» **Task details**: Images embedded in the records are excluded; print everything else exactly as given.

» **Dataset content**:
-- start --

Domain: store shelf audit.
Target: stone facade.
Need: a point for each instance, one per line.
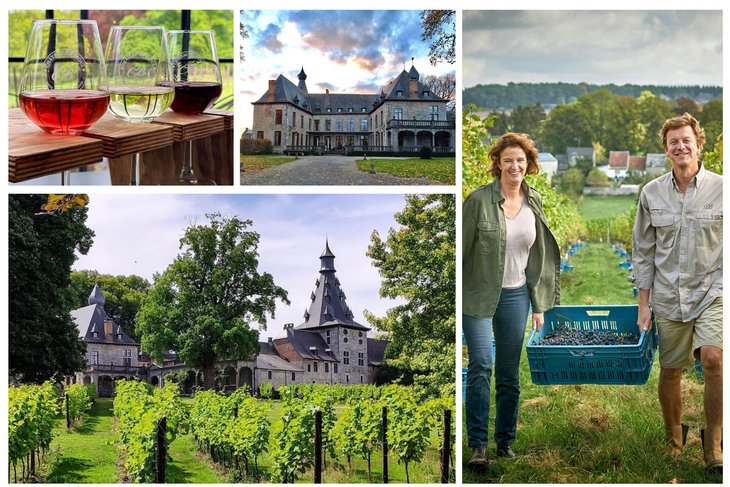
(404, 116)
(329, 347)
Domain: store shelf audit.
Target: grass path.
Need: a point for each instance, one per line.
(596, 433)
(89, 454)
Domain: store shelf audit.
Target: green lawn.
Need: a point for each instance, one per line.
(596, 433)
(263, 161)
(601, 206)
(88, 454)
(441, 169)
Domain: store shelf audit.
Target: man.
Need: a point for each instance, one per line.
(677, 260)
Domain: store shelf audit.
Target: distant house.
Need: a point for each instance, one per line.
(576, 153)
(637, 164)
(548, 164)
(618, 164)
(656, 164)
(110, 353)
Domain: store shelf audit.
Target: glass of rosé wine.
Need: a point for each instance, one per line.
(196, 77)
(63, 86)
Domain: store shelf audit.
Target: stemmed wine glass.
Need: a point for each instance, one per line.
(140, 77)
(197, 81)
(63, 86)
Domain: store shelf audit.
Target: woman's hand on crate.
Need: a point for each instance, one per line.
(644, 317)
(537, 320)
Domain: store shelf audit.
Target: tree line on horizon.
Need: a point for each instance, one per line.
(511, 95)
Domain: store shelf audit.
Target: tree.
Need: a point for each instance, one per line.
(43, 341)
(571, 183)
(417, 262)
(527, 119)
(123, 294)
(567, 125)
(204, 303)
(439, 26)
(443, 86)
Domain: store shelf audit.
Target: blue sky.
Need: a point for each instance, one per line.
(140, 235)
(343, 51)
(593, 46)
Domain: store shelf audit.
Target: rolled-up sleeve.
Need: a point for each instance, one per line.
(644, 246)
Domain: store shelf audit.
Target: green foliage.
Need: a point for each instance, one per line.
(123, 294)
(256, 146)
(561, 213)
(474, 159)
(139, 408)
(426, 152)
(712, 161)
(408, 428)
(30, 419)
(511, 95)
(441, 169)
(42, 338)
(204, 303)
(571, 183)
(417, 262)
(80, 400)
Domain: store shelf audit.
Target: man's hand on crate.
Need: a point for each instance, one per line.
(644, 318)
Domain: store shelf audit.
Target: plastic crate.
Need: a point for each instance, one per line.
(592, 364)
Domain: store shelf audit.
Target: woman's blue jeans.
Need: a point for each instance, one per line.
(509, 322)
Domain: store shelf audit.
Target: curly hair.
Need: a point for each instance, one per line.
(511, 139)
(683, 121)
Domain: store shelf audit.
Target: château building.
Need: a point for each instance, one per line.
(328, 347)
(404, 116)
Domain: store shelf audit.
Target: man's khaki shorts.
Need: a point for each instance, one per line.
(678, 340)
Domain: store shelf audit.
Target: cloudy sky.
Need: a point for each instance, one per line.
(140, 235)
(343, 51)
(642, 47)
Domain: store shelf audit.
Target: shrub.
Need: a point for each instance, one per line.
(256, 146)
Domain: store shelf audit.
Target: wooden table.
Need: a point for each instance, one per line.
(32, 153)
(162, 145)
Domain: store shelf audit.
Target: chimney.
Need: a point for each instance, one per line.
(413, 87)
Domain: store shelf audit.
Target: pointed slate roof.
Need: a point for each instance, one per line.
(329, 305)
(90, 319)
(399, 88)
(286, 91)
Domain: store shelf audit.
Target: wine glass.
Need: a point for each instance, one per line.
(63, 86)
(197, 81)
(139, 75)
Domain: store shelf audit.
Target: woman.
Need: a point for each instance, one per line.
(511, 261)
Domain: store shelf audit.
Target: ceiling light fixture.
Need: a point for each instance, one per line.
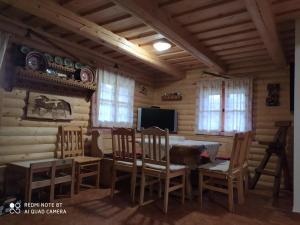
(161, 46)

-- end --

» **Answer to the exercise**:
Domain: store shelf audit.
Target: stone facade.
Need: a point for each instance, one per line.
(404, 116)
(329, 347)
Domain: store shelf audit.
Target: grass path.
Need: a point for each instance, one per line.
(596, 433)
(89, 454)
Domain: store shelf audit.
Target: green lawn.
Need: a point for each instance, one per line.
(596, 433)
(263, 161)
(601, 206)
(88, 454)
(441, 169)
Domain: store shelf audit.
Target: man.
Need: a point for each instance, one per line.
(677, 260)
Domain: store shelf audit.
Target: distant house.
Need: a point for each instance, one per line.
(576, 153)
(637, 164)
(548, 164)
(618, 164)
(656, 164)
(110, 353)
Domain: store shelf audit.
Target: glass of rosé wine.
Need: a point for each instance, one per line.
(196, 77)
(63, 86)
Domain: store shelf audit.
Target: stemmed wine glass.
Need: a point for each instance, one per line.
(140, 77)
(197, 81)
(63, 86)
Domain: store shelf audit.
Target: woman's hand on crate.
Need: a point for each instance, one per line.
(644, 317)
(537, 320)
Domain: store shelf audit.
Target: tree line on horizon.
Need: a point for each instance, one per line.
(511, 95)
Domain: store shelf audit.
Target: tree.
Need: a point for each instance, one per line.
(43, 341)
(571, 183)
(417, 262)
(527, 119)
(123, 294)
(567, 125)
(204, 303)
(439, 26)
(443, 86)
Domain: store shelf audit.
Target: blue sky.
Need: a point for each instance, one per line.
(140, 235)
(343, 51)
(593, 46)
Domain: store shelf audit.
Target: rolled-up sleeve.
Need: a point for each instance, one per line.
(644, 246)
Domain: store shelf audit.
Target: green foliage.
Need: a point for each instance, one per line.
(123, 294)
(256, 146)
(561, 213)
(474, 159)
(139, 408)
(426, 152)
(712, 161)
(408, 428)
(30, 419)
(511, 95)
(441, 169)
(42, 338)
(204, 303)
(571, 183)
(417, 262)
(80, 400)
Domain: store shelf audit.
Target: man's hand on crate.
Need: a point for each instance, one per line.
(644, 318)
Domain: store shelf audit.
Target: plastic crate.
Need: a point for each instance, one per line.
(592, 364)
Domain: store shelf audit.
Target: woman's blue jeans.
Need: a point for each instance, one per line.
(509, 322)
Domain: store shelf audit.
Target: curly hair.
Need: a point for each instance, one per line.
(511, 139)
(683, 121)
Domain: store shelf audit.
Target: château building.
Need: a point for each instance, one per line.
(328, 347)
(404, 116)
Domain: store shelf audit.
Target: man's khaki shorts.
Need: a point for each instance, one per line.
(678, 340)
Domain: store shelf audit.
Target: cloudy sky.
Need: a point for each instance, one per line.
(140, 235)
(343, 51)
(642, 47)
Domain: store shelf audit.
Target: shrub.
Need: a point for each instance, one per line.
(256, 146)
Domain: store shelf audit.
Target: wooden table.
Need: a point for each instance, one per line.
(32, 153)
(162, 145)
Domain: store shelf audit.
Target: chimney.
Need: a point for each instance, one per line.
(413, 87)
Domain: store shelf audit.
Target: pointed slate roof.
Need: a point for each instance, one per line.
(329, 305)
(90, 319)
(399, 88)
(286, 91)
Domain: store shelf audit.
Target: wine glass.
Need: a point for each instance, one per line.
(63, 86)
(197, 81)
(139, 75)
Domain: store shelf audit.
Target: woman.
Need: a point for each instance, one per line.
(511, 261)
Domain: store shelf audit.
Target: ceiling light fixture.
Need: a point for each instance, one per line.
(161, 46)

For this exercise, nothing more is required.